(Input records)
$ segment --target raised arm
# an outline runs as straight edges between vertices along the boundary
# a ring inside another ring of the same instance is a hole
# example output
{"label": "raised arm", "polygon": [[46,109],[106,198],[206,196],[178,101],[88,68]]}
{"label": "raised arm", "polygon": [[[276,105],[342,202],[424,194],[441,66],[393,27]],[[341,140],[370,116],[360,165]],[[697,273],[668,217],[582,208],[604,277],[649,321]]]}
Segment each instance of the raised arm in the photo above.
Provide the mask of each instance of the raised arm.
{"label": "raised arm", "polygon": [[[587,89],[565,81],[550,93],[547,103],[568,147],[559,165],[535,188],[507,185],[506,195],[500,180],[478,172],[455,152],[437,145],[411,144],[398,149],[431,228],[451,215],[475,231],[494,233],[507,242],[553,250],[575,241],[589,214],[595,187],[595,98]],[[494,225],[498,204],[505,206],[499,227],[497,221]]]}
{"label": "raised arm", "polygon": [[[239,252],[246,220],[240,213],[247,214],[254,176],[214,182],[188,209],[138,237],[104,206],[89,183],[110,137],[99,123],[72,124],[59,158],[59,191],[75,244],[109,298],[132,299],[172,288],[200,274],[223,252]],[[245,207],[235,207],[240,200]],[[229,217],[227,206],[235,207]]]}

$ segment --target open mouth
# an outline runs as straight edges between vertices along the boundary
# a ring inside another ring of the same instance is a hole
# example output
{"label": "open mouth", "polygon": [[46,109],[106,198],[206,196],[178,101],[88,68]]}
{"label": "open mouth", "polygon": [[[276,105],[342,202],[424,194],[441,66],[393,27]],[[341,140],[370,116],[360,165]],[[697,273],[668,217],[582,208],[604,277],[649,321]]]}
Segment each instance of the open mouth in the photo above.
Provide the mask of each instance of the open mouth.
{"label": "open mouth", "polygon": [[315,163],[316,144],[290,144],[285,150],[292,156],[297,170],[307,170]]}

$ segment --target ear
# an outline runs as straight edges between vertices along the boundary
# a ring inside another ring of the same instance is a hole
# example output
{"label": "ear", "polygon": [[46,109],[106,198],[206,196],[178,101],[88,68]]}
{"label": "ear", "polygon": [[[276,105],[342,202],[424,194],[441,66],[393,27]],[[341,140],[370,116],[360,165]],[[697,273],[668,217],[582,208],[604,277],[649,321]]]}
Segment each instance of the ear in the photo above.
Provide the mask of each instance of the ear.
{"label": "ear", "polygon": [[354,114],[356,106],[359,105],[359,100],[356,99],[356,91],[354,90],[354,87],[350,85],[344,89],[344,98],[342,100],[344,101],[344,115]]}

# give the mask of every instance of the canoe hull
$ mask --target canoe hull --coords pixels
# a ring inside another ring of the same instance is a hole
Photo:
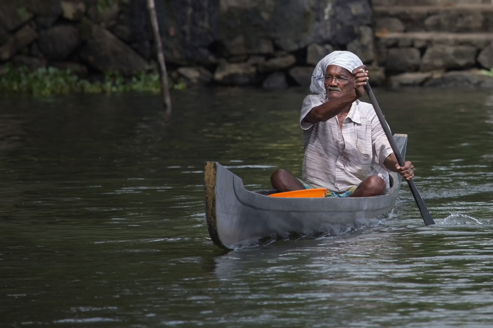
[[[403,157],[406,135],[394,136]],[[390,174],[389,192],[374,197],[278,198],[249,191],[242,179],[216,162],[205,170],[206,214],[211,239],[233,249],[258,244],[266,237],[289,238],[344,231],[391,210],[400,187],[400,176]]]

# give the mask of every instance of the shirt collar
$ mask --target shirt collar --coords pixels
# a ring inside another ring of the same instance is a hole
[[[359,100],[356,100],[352,104],[351,109],[349,110],[349,113],[348,113],[348,116],[346,118],[347,119],[351,119],[351,121],[355,123],[361,124],[361,120],[359,117],[359,111],[358,110],[358,104],[359,103]]]

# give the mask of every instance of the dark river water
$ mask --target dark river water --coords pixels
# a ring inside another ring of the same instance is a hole
[[[493,91],[376,90],[437,224],[389,217],[225,253],[204,162],[300,174],[304,90],[0,99],[0,327],[489,327]]]

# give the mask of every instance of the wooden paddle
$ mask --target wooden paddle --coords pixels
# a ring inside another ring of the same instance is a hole
[[[366,93],[368,94],[368,97],[370,97],[370,100],[371,101],[372,104],[373,105],[373,108],[375,109],[375,113],[377,113],[377,116],[378,117],[379,121],[380,121],[382,127],[384,129],[384,131],[385,131],[385,135],[387,136],[387,139],[388,139],[388,142],[390,144],[390,147],[392,147],[392,150],[394,151],[394,154],[395,154],[395,158],[397,159],[397,162],[399,162],[399,165],[403,166],[404,164],[404,159],[402,158],[402,156],[401,156],[400,153],[397,149],[397,146],[395,144],[395,141],[394,141],[394,138],[392,135],[392,132],[390,132],[390,129],[389,129],[388,126],[387,125],[387,123],[384,117],[384,114],[382,113],[382,110],[380,109],[380,106],[378,105],[378,103],[377,102],[377,98],[375,98],[373,91],[372,91],[371,88],[370,87],[370,84],[367,82],[366,82],[366,85],[365,86],[365,90],[366,91]],[[418,191],[416,185],[414,184],[414,181],[413,181],[412,179],[411,180],[406,180],[406,181],[407,181],[407,184],[409,186],[409,189],[411,189],[411,192],[413,194],[413,197],[414,197],[414,200],[416,201],[416,204],[418,204],[418,207],[420,209],[420,212],[421,212],[421,216],[423,217],[424,225],[429,226],[430,225],[435,224],[435,221],[433,221],[433,218],[431,217],[431,214],[430,214],[430,212],[428,210],[424,201],[423,201],[423,198],[421,197],[421,195],[420,195],[419,192]]]

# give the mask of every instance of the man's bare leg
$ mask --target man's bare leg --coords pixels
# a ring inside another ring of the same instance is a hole
[[[371,197],[384,195],[385,181],[377,175],[371,175],[359,184],[350,197]]]
[[[305,189],[303,184],[286,170],[280,169],[272,173],[271,183],[280,193]]]

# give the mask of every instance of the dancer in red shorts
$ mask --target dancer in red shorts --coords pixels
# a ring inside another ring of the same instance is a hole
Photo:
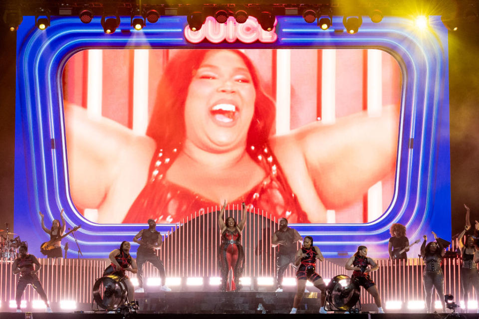
[[[226,223],[223,220],[226,201],[218,216],[218,225],[221,231],[221,244],[220,246],[220,258],[221,261],[221,291],[226,291],[229,288],[228,273],[230,269],[233,271],[233,283],[231,290],[239,291],[240,277],[243,272],[244,264],[244,251],[241,245],[241,232],[246,224],[246,204],[241,204],[241,218],[237,224],[235,218],[229,217]]]

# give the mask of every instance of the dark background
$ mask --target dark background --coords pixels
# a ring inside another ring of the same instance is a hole
[[[361,32],[361,29],[359,29]],[[479,21],[449,33],[452,234],[479,220]],[[16,32],[0,21],[0,229],[13,225]],[[449,210],[445,207],[444,209]]]

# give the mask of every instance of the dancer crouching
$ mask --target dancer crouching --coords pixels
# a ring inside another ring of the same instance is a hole
[[[320,261],[324,260],[324,257],[317,246],[313,246],[313,238],[309,236],[304,237],[303,246],[296,253],[294,264],[298,266],[298,271],[296,273],[297,279],[297,290],[294,296],[293,308],[290,314],[296,314],[299,303],[303,298],[304,289],[306,288],[306,282],[309,280],[313,283],[314,287],[321,291],[321,308],[320,314],[327,314],[324,310],[324,302],[326,300],[326,285],[320,276],[316,273],[316,259]]]

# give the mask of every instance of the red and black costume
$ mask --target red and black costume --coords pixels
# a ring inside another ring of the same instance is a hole
[[[353,266],[355,267],[359,267],[361,268],[361,270],[353,271],[351,279],[358,285],[364,287],[366,290],[376,285],[374,282],[371,280],[369,273],[365,272],[366,269],[370,265],[371,265],[371,263],[367,256],[356,256],[354,257]]]
[[[303,254],[306,254],[307,256],[301,259],[301,264],[296,272],[296,278],[298,280],[309,280],[314,283],[321,278],[316,272],[316,256],[318,253],[313,245],[309,248],[302,247],[301,250]]]
[[[231,290],[240,290],[240,278],[243,272],[244,251],[243,246],[241,245],[241,234],[238,229],[231,231],[227,229],[223,232],[220,246],[220,258],[221,262],[222,291],[226,291],[229,286],[228,281],[230,269],[233,271]]]

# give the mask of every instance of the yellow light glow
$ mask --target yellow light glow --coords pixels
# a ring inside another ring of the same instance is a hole
[[[425,15],[418,16],[414,22],[416,27],[420,30],[425,30],[428,28],[428,17]]]

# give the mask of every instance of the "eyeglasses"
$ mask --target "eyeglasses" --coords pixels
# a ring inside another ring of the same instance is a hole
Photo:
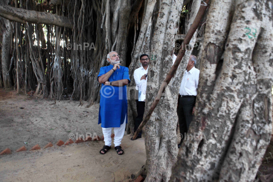
[[[148,61],[148,60],[149,60],[149,58],[142,59],[141,59],[141,61]]]
[[[113,58],[115,57],[116,56],[117,56],[119,58],[120,57],[120,56],[119,56],[119,55],[112,55],[112,57],[113,57]]]

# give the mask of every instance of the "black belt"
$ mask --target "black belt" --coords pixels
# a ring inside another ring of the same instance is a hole
[[[183,98],[195,98],[196,96],[181,96],[181,97]]]

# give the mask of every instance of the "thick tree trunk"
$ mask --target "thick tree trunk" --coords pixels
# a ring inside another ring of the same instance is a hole
[[[268,3],[236,1],[230,25],[233,1],[211,1],[197,109],[188,133],[202,137],[185,141],[171,181],[254,179],[272,127]]]
[[[4,85],[5,88],[9,88],[12,86],[9,81],[12,79],[11,75],[7,75],[10,68],[11,62],[10,52],[11,43],[12,31],[12,26],[11,22],[6,19],[3,19],[3,41],[2,41],[2,73],[3,75]],[[7,76],[9,77],[7,77]]]
[[[23,24],[26,24],[27,22],[31,23],[51,24],[71,29],[73,27],[73,24],[66,17],[8,6],[0,5],[0,16],[10,21]]]
[[[160,5],[147,77],[146,113],[172,65],[171,55],[182,3],[181,1],[169,0],[163,1]],[[174,113],[176,113],[177,98],[171,95],[177,92],[178,88],[167,88],[166,97],[164,97],[166,99],[158,104],[144,128],[147,158],[147,181],[168,181],[171,168],[176,161],[177,116]]]
[[[15,1],[15,7],[17,7],[18,1]],[[19,23],[15,23],[15,46],[16,46],[16,87],[17,88],[17,94],[19,93],[19,50],[18,47],[18,34],[19,34]]]

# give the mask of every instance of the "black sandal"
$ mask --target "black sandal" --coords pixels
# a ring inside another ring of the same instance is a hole
[[[117,153],[118,155],[122,155],[124,153],[124,152],[122,149],[121,149],[121,147],[120,146],[117,146],[115,147],[115,150],[117,151]],[[118,153],[119,152],[122,152],[121,154],[119,154]]]
[[[106,151],[105,149],[106,149],[107,150]],[[105,154],[110,149],[111,149],[111,147],[109,147],[108,146],[103,146],[103,148],[102,148],[102,149],[100,151],[100,154]],[[103,152],[104,152],[104,154],[102,153],[102,151],[103,151]]]

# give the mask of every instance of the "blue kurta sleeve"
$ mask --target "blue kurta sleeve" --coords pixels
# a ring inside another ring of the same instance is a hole
[[[127,67],[124,68],[124,72],[123,72],[122,79],[127,79],[128,80],[129,80],[129,82],[128,82],[128,84],[131,82],[130,78],[129,77],[129,69],[128,69]]]
[[[105,69],[104,69],[104,67],[101,67],[100,69],[100,73],[98,75],[98,78],[97,78],[98,81],[99,81],[99,77],[102,76],[102,75],[105,74],[105,73],[106,73],[106,72],[105,71]]]

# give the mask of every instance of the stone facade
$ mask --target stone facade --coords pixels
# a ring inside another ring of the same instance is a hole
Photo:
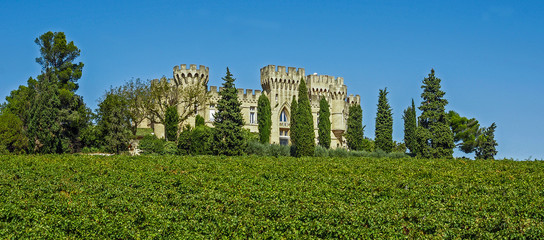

(Objective) Rescale the records from the line that has "# give the mask of every instance of the yellow" through the line that has "[[[183,98],[195,98],[196,96],[181,96],[181,97]]]". Reproduce every line, requests included, with each pixel coordinate in the answer polygons multiplied by 0.3 and rounded to a whole number (halves round up), and leave the pictures out.

(Complete response)
# give the mask of every instance of the yellow light glow
$ mask --target yellow light glow --coords pixels
# a ring inside another ring of the same instance is a hole
[[[128,5],[125,5],[124,7],[125,8],[126,9],[128,9],[128,8],[128,5]]]

# give the mask of every instance of the "eyeglasses"
$ mask --target "eyeglasses" --coords pixels
# a ring inside another ring of the same instance is a hole
Photo:
[[[44,18],[44,18],[45,18],[45,17],[43,18],[42,18],[42,18]]]
[[[34,17],[35,17],[35,17],[35,17],[36,17],[36,17],[36,17],[36,17],[36,17],[34,17],[34,17],[34,17]]]

# give the mask of every instance of the "black belt"
$ mask --target "black belt" --coords pixels
# a ring inside another ring of the same instance is a hole
[[[55,29],[59,29],[59,29],[54,29],[54,29]]]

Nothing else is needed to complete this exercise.